◆ Brief 1
Could you echo the entries below word for word, from their first line up to and including the line that contains "(1, 0), (200, 105)", and leave the pictures out of your answer?

# RC 44 in San Diego



## Collinsb (Dec 23, 2010)

Has anyone else gone and checked out the RC 44 races in San Diego? 

I went out today and saw the 1st-3rd race of today, and left before the end of the 4th. It was pretty cool being so close to the action, its the first boat race I have actually seen. I only wish I had a boat to be able to go out there on the water.


----------



## sailwatcher (Nov 29, 2010)

I live in Hillcrest, but unfortunately, I was tied up the past two days with some important business, and today, I am ill. If it's on again tomorrow, I am planning on taking the #11/#992 down there. I am not used to short course racing; heck, I have LOTS to learn about anything that isn't AC. But the boats look nice on the net. I've never been to a boat race either. 

I wonder what the crowds were like. Whether you needed to get there really early for a view.

I also wonder: if one is not a member or guest of the SDYC, can one still view their races at any particular area? I'd be curious to see those races.


----------



## Collinsb (Dec 23, 2010)

The races are still on through Sunday, I am not sure when the races start on Sunday but for Thursday it was 11:30.

I went on Thursday so I can't say whether the viewing area will be busy, but, it was not bad at all on Thursday. I ended up right at the end of the pier sitting over the water and showed up a few minutes before the race started. They are certainly very cool boats, too bad I don't have an extra $650,000 euro and thats just to by the boat. 

You do not need to be a member to view any of it, its open to the public. Just park in the midway parking lot, get the four hour parking for 7$ for 4 hours. Then walk to the broadway pier, (the next pier back towards the star of India) or you can view it from the end of the midway parking lot. Hope you feel better. 

I would certainly come out again if I didn't have to work.


----------



## sailwatcher (Nov 29, 2010)

I went today. First race 11:30 am. For those that do have cars, yes there is that 5-Star lot across the tracks, IIRC. Looked like it was convenient for them. I walked a few blocks to Park Avenue/Univ., took a #7, got off downtown, took a #992, and got to the parking lot area. 

Pretty good set up on the pier. There is bleacher seating, but you're best standing. Many professional and knowledgable ushers. VERY much appreciated. Good restroom facilities, but the non-wheelchair ones are VERY narrow, and dimly lit. 

Lacking was much choice in concessions. Either tacos or hot dogs. Neither are a personal favorite. So, I avoided that. I'd bring my own tuna sandwich and popchips next time.

Overall, a very good day. Three races were run. The third had a delay to it, but not too bad. Highlights on Channel 6 news tonight. Oh, and a little tidbit just now on 39, my choice for news.


----------



## Collinsb (Dec 23, 2010)

Just to update, the final standings overall are: 
1. Katusha (RUS)
2.ORACLE Racing (USA)
3. Team Aqua (GBR)


----------

◆ Brief 2
Can you duplicate the forum thread about the San Diego RC 44 races above word for word, from "Has anyone else" up to and including "on the water."?

◆ Listed records
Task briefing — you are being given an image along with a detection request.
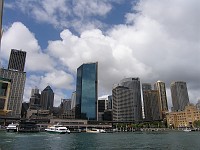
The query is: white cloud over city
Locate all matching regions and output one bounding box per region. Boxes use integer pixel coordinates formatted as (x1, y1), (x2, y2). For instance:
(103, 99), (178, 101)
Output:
(1, 0), (200, 105)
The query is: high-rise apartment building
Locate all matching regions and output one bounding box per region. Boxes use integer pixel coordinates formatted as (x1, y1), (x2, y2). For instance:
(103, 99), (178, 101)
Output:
(154, 81), (168, 113)
(8, 49), (26, 72)
(0, 77), (11, 115)
(112, 78), (142, 122)
(143, 90), (162, 121)
(171, 81), (189, 111)
(142, 83), (153, 121)
(40, 85), (54, 111)
(112, 86), (135, 122)
(29, 87), (41, 109)
(75, 63), (98, 120)
(71, 91), (76, 109)
(0, 68), (26, 118)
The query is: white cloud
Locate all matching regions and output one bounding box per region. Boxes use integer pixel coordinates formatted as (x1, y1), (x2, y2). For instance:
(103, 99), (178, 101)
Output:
(2, 0), (200, 108)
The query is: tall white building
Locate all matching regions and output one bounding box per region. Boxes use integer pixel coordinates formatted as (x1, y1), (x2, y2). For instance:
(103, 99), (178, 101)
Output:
(171, 81), (189, 111)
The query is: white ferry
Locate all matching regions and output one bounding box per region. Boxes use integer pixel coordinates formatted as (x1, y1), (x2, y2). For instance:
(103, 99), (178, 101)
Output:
(86, 128), (106, 133)
(6, 123), (19, 132)
(45, 125), (70, 134)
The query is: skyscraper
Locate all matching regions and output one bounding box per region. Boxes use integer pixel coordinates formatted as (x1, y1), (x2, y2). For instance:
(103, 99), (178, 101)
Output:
(120, 78), (142, 121)
(142, 83), (153, 121)
(29, 87), (40, 109)
(154, 81), (168, 113)
(0, 77), (11, 115)
(171, 81), (189, 111)
(143, 90), (162, 121)
(0, 68), (26, 118)
(40, 85), (54, 111)
(112, 78), (142, 122)
(75, 62), (98, 120)
(8, 49), (26, 72)
(112, 86), (137, 122)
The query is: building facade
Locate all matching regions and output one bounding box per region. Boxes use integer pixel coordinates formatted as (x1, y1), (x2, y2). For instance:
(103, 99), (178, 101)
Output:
(154, 81), (168, 114)
(166, 104), (200, 128)
(40, 86), (54, 111)
(8, 49), (26, 72)
(0, 77), (11, 115)
(119, 78), (142, 122)
(0, 68), (26, 118)
(112, 86), (135, 122)
(29, 87), (41, 109)
(97, 99), (108, 121)
(143, 90), (162, 121)
(75, 63), (98, 120)
(170, 81), (189, 111)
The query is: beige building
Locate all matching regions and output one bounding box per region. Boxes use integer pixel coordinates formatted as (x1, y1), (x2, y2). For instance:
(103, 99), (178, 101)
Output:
(0, 77), (11, 115)
(166, 104), (200, 128)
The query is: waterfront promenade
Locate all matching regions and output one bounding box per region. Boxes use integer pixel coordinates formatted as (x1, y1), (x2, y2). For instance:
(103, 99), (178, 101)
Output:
(0, 131), (200, 150)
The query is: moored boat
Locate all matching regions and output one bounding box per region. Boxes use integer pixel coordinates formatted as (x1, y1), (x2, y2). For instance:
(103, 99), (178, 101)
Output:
(45, 125), (70, 134)
(183, 128), (192, 132)
(86, 128), (106, 133)
(6, 123), (19, 132)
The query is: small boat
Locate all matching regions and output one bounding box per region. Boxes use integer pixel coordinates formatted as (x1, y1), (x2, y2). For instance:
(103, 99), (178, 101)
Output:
(18, 120), (39, 133)
(86, 128), (106, 133)
(45, 125), (70, 134)
(6, 123), (19, 132)
(183, 128), (192, 132)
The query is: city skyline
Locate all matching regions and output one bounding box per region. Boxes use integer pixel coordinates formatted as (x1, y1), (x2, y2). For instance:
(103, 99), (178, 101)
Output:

◆ Written answer 1
Task briefing — you are being given an image along with a detection request.
The query is: white cloud over city
Locate all matching regions and output one bounding box per region. Boxes use integer pixel coordinates formatted as (x1, y1), (x2, y2). For instance:
(103, 99), (178, 101)
Output:
(1, 0), (200, 105)

◆ Written answer 2
Has anyone else gone and checked out the RC 44 races in San Diego? 

I went out today and saw the 1st-3rd race of today, and left before the end of the 4th. It was pretty cool being so close to the action, its the first boat race I have actually seen. I only wish I had a boat to be able to go out there on the water.